_Set exercise_
Rewrite the lines of the material from the one containing "Q: Tag one point on each instance of the stone" through the last line as a Markdown table with two columns, "Number" and "Entry", giving each line its own numbered row and omitting blank lines.
** Start of Records to use **
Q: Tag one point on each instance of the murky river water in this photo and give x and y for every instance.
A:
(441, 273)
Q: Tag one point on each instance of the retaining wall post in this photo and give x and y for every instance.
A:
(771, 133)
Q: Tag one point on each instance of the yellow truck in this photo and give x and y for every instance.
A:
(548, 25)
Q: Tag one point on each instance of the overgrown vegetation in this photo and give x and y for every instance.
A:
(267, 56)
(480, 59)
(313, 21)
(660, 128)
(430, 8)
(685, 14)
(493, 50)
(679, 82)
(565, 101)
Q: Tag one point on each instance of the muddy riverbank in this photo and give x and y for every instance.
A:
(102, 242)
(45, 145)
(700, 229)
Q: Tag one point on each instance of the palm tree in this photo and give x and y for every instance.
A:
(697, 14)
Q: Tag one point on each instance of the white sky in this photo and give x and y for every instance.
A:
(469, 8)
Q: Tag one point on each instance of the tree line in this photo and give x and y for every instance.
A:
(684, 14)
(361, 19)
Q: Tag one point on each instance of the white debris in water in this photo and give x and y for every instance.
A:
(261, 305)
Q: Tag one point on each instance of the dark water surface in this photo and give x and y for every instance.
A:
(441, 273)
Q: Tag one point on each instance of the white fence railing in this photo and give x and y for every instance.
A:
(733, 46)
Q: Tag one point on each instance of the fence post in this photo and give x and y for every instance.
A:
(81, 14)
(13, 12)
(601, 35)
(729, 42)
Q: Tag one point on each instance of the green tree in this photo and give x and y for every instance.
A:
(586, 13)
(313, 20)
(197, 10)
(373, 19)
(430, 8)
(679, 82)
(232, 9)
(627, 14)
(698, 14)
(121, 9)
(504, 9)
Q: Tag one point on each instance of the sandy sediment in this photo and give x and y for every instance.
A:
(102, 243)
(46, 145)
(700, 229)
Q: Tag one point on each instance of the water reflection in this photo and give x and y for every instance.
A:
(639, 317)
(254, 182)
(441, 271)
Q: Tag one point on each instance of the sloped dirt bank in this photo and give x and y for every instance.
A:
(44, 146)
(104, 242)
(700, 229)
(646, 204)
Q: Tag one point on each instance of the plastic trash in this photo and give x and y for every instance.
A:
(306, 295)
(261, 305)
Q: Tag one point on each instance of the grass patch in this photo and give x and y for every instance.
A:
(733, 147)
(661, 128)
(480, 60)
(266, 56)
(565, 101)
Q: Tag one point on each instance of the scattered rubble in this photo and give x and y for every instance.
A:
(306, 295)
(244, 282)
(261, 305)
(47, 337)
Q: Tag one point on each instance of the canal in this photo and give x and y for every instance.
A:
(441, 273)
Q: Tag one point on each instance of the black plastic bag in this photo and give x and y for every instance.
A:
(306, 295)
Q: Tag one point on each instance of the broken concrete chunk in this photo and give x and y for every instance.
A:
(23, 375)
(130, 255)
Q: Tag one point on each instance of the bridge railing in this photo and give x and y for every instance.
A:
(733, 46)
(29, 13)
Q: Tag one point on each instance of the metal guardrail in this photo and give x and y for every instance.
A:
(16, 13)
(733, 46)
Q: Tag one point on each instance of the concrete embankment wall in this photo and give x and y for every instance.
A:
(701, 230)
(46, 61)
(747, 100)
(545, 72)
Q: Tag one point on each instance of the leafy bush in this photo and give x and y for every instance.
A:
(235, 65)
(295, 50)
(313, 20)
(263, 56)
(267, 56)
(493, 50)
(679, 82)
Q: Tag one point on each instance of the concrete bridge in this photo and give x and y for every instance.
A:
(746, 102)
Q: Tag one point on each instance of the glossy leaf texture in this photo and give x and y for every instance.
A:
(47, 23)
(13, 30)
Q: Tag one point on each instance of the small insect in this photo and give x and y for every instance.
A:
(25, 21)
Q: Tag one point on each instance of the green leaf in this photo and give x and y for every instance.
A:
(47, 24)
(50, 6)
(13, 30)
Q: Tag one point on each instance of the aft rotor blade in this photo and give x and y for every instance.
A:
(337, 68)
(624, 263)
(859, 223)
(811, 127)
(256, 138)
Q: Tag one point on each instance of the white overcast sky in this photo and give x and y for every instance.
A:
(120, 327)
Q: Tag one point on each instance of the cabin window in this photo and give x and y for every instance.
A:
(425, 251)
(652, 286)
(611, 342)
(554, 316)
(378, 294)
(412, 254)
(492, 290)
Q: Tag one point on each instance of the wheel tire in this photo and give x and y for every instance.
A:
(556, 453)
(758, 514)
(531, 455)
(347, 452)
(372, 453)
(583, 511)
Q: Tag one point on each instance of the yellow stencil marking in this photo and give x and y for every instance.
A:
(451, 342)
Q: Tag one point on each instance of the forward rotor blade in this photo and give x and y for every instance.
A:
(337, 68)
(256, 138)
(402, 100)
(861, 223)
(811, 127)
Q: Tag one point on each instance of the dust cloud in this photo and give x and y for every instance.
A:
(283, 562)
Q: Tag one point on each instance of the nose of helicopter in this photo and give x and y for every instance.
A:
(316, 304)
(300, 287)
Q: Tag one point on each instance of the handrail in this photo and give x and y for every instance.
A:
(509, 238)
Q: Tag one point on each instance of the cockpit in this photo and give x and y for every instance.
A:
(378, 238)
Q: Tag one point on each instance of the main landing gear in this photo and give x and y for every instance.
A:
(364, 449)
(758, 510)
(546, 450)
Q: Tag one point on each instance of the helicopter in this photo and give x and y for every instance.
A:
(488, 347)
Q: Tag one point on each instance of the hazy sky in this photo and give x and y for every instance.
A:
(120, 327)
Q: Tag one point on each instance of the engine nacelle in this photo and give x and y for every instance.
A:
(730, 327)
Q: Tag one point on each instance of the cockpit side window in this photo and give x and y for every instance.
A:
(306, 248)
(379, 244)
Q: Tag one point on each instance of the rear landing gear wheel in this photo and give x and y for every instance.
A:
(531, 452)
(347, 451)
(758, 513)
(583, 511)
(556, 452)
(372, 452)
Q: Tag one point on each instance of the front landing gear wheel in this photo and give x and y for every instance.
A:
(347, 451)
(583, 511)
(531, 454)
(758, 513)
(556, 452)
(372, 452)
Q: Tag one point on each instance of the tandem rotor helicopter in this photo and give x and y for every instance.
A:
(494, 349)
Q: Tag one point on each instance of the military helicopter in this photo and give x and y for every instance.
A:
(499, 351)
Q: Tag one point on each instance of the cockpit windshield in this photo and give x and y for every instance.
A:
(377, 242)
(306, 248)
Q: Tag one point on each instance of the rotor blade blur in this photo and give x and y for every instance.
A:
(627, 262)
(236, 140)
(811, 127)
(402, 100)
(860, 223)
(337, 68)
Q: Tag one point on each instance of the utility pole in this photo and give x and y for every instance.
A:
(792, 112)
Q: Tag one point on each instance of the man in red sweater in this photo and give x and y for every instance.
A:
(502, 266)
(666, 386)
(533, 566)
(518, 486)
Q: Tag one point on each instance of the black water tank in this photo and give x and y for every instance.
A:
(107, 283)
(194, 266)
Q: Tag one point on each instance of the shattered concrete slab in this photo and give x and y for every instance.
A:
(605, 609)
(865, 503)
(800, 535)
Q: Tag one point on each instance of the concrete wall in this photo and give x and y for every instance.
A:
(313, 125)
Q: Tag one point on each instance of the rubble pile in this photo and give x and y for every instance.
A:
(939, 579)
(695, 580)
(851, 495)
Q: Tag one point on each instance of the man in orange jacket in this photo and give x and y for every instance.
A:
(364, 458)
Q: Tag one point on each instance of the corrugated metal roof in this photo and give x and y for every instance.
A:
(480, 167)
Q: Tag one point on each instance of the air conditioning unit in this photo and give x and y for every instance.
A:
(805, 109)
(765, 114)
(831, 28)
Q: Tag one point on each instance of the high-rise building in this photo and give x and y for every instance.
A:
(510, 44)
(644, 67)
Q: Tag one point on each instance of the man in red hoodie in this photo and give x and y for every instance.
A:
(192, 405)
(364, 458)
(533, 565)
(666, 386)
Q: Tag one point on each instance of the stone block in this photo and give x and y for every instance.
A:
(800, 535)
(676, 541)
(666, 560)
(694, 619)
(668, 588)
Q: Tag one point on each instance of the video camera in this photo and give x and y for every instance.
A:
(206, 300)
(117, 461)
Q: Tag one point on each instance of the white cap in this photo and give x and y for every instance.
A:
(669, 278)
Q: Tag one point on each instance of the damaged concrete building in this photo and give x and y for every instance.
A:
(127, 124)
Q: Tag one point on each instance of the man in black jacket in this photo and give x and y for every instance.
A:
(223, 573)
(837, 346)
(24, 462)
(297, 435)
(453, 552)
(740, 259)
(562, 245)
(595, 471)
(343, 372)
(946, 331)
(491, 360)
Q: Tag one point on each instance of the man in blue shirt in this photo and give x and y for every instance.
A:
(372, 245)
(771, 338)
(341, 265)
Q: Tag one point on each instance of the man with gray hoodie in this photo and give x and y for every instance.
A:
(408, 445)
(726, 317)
** End of Records to use **
_Answer to the task_
| Number | Entry |
|---|---|
| 1 | Q: Tag one point on each instance of the stone block in this photo and give x and y for every instance. |
| 2 | A: |
| 3 | (800, 535) |
| 4 | (676, 541) |
| 5 | (666, 560) |
| 6 | (694, 619) |
| 7 | (668, 588) |
| 8 | Q: Tag one point on each instance of the video camera in this photo and give x and y for every instance. |
| 9 | A: |
| 10 | (206, 300) |
| 11 | (117, 461) |
| 12 | Q: Tag one point on each instance of the white cap in this photo and give x and y for every instance. |
| 13 | A: |
| 14 | (669, 278) |
| 15 | Q: Tag one point on each instance of the damaged concrete building in this photo and give x and y for every instance. |
| 16 | A: |
| 17 | (127, 124) |
| 18 | Q: Tag one point on each instance of the man in black jacket in this photo and give x and y for every instance. |
| 19 | A: |
| 20 | (223, 573) |
| 21 | (837, 346) |
| 22 | (24, 462) |
| 23 | (297, 435) |
| 24 | (453, 552) |
| 25 | (740, 259) |
| 26 | (562, 245) |
| 27 | (595, 471) |
| 28 | (343, 372) |
| 29 | (946, 331) |
| 30 | (491, 360) |
| 31 | Q: Tag one point on each instance of the man in blue shirt in this photo and give x and y for every instance. |
| 32 | A: |
| 33 | (372, 245) |
| 34 | (771, 338) |
| 35 | (341, 265) |
| 36 | Q: Tag one point on each instance of the man with gray hoodie in this photo and give x and y for every instance. |
| 37 | A: |
| 38 | (408, 445) |
| 39 | (726, 317) |